• _CONSIGNES_:
A: Dressez la liste de tous les romans d'Adeline Dieudonné mentionnés dans la critique de Reste.
B: D'après la critique de Reste, quel prix La Vraie Vie a-t-il remporté, et en quelle année ?
C: Poursuivez la critique de Reste à partir de sa dernière phrase.

• _TEXTE À LIRE_:
——————————
Adeline Dieudonné, autrice à succès depuis quelques années , « Reste » dans les incontournables autrices belges contemporaines. Son nouveau roman dépeint un couple partagé entre l’amour et la mort, sur un ton d’une cruauté essoufflante et époustouflante.
Adeline Dieudonné a de nouveau frappé ! Son style cru et son univers malsain ont envahi encore une fois les librairies et renforcé les louanges à son égard. Avant Reste , j’ai pu découvrir ses deux grands romans précédents, La Vraie Vie qui a remporté le prix Victor Rossel en 2018, et Kérozène , en seulement deux jours. Il m’est rarement arrivé de me plonger aussi vite dans une œuvre, et les pages de l’autrice m’ont rapidement interpellé et tellement plu. La romancière nous aspire dans des situations dérangeantes, dégoûtantes et difficiles à lire, grâce à une absence de filtre. Quelques exemples sont vite trouvés dans ses textes : la peur d’une personnage à l’abri d’une fusillade, de nombreuses histoires de viol, à coups de MST ou de zoophilie, ou encore des blessures décrites sans pudeur.
——————————
• _EXTRAIT DE DONNÉES_:
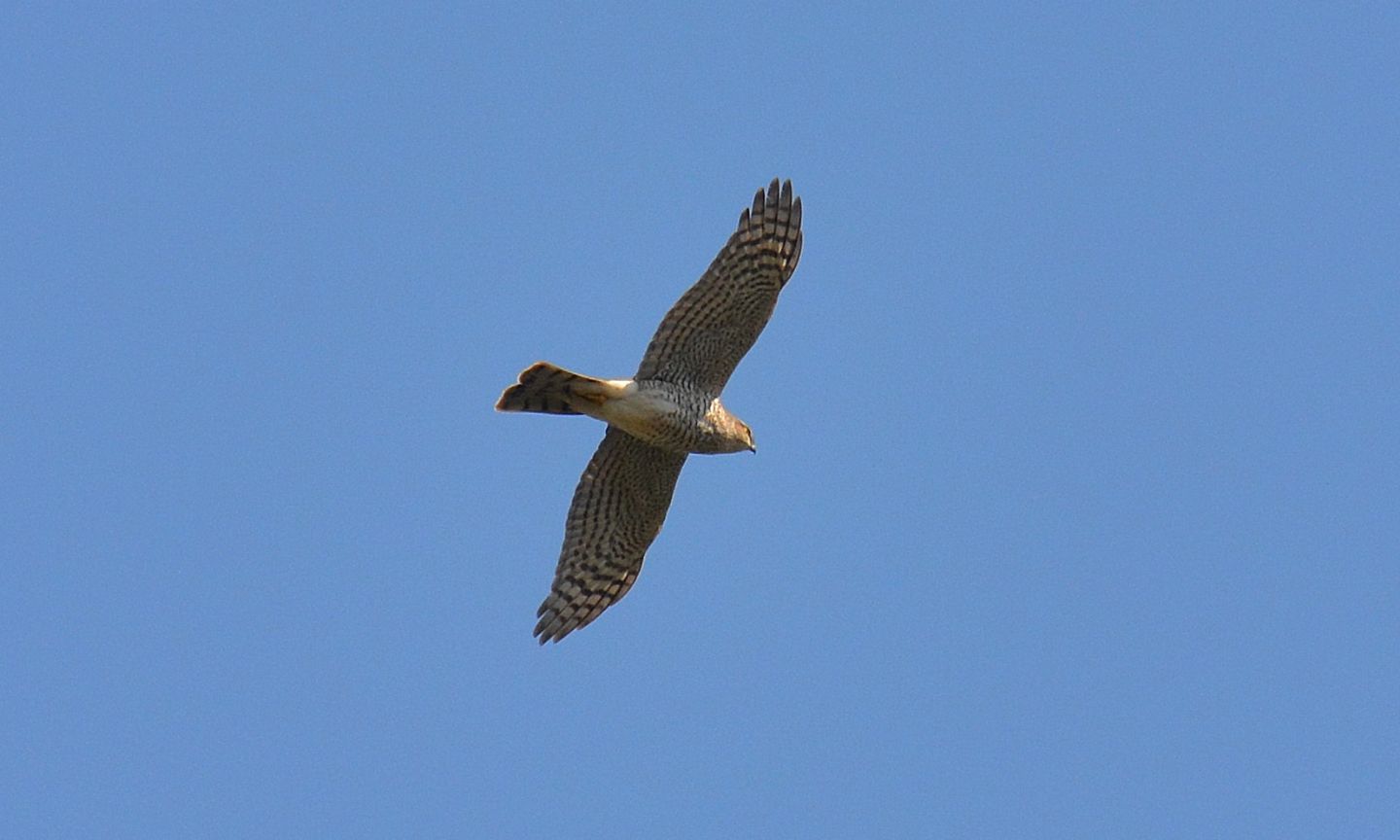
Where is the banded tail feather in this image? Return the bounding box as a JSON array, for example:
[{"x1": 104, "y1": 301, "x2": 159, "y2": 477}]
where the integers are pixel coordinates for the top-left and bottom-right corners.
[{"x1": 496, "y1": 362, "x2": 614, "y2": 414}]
——————————
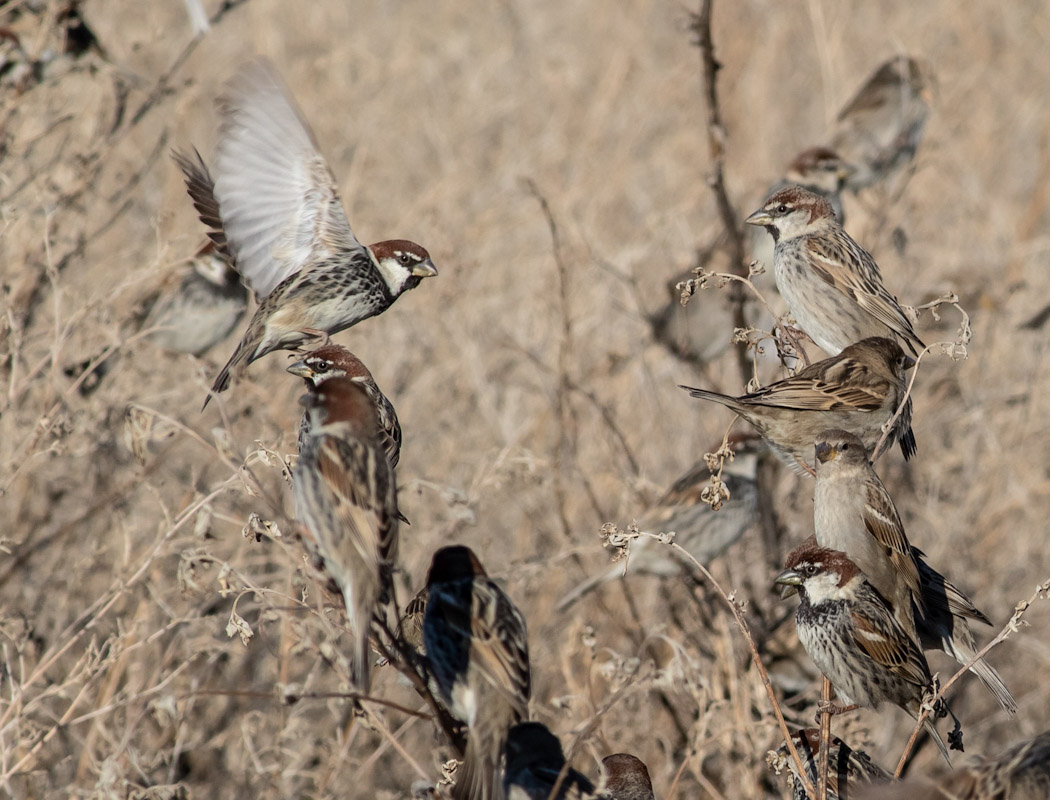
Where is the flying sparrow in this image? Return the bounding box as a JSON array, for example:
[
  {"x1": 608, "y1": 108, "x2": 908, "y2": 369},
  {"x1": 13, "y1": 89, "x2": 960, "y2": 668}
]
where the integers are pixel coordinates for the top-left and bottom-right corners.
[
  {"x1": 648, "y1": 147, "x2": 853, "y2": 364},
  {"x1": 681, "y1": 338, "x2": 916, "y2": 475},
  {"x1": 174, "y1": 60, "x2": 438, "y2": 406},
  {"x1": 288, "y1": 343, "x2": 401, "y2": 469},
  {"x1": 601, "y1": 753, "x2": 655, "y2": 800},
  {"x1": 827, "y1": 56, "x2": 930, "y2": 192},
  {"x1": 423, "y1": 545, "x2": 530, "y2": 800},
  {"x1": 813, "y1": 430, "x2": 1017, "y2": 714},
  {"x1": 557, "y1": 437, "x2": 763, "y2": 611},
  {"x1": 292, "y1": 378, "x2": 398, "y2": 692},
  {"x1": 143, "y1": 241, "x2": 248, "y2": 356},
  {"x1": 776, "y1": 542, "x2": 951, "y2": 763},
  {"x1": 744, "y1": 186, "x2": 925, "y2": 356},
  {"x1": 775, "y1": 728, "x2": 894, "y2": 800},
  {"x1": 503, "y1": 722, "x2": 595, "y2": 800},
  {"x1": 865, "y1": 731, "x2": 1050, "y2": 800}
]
——————————
• _RÉPONSES AUX CONSIGNES_:
A: Reste, La Vraie Vie, Kérozène

B: Le prix Victor Rossel, en 2018.

C:
Il aimait me montrer, il aimait mes shorts courts, il aimait mon cul. Non, il n’aimait pas mon cul. Il était fier de mon cul. La lueur d’envie dans les yeux de ses potes l’égayait. J’étais son cul. Et la gentille mère de son enfant.
Les thèmes de ce quatrième roman s’articulent autour de la notion de couple. Il est constitué de deux lettres envoyées par une femme à l’épouse de son amant. De sa signature anonyme « S. », elle raconte les jours qui ont suivi la mort de M., l’amant, anonyme lui aussi. L’amour, l’attirance, l’affection, et leurs différences construisent les problématiques principales du récit. Sont abordés aussi les enfants, les ruptures, le mariage, le sexe, etc. L’anonymat des personnages peut s’expliquer par la transparence et l’objectivisation des sujets difficiles que l’autrice choisit. Ceux-ci ne sont ainsi pas associés à une identité dans laquelle pourraient s’identifier les lecteurs. En effet, ne pas mettre de nom sur un personnage permettrait de ne pas considérer comme humains ses actes et pensées affreux et immoraux.
"Aussi léger à porter que fort à éprouver." C’était comme ça que nous définissions notre lien, nous en avions fait une sorte de devise ou de promesse, que nous avions empruntée à Camus, ou à René Char, je ne sais plus.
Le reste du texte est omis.